*Description of the task*
Edit the rows in the stretch from the line containing "Do you see the stone" through the end of the rows, replacing "potted plant" with "hanging plant" and leaving everything else unchanged. Return only those lines.
## BEGIN Input
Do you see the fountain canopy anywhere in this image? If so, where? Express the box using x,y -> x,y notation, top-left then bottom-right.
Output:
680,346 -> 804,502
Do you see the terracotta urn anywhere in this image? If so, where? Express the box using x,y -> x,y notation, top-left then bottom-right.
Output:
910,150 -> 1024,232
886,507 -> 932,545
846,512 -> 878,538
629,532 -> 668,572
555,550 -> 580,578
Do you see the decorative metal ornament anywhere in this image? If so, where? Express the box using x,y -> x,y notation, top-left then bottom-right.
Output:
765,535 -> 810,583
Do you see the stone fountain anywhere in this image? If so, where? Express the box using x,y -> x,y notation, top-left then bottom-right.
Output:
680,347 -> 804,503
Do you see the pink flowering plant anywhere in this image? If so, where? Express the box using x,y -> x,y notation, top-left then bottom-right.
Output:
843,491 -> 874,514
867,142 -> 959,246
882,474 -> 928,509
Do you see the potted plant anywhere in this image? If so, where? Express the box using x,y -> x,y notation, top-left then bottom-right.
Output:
## END Input
*Solution for this task*
Do you see the stone fountain anywhere in this image? If so, where? Express the box using x,y -> x,y notation, top-left then bottom-right.
Output:
680,347 -> 804,503
Do you see the pink flowering plant anywhere in this image? If so, where? Express the box using x,y -> x,y notation, top-left then bottom-right.
Output:
843,491 -> 874,514
867,142 -> 959,246
882,474 -> 928,509
Do you see the hanging plant anywhere in this image? If so, where? Express the box using x,y -> x,y notation, top-left then bottom-right.
Output:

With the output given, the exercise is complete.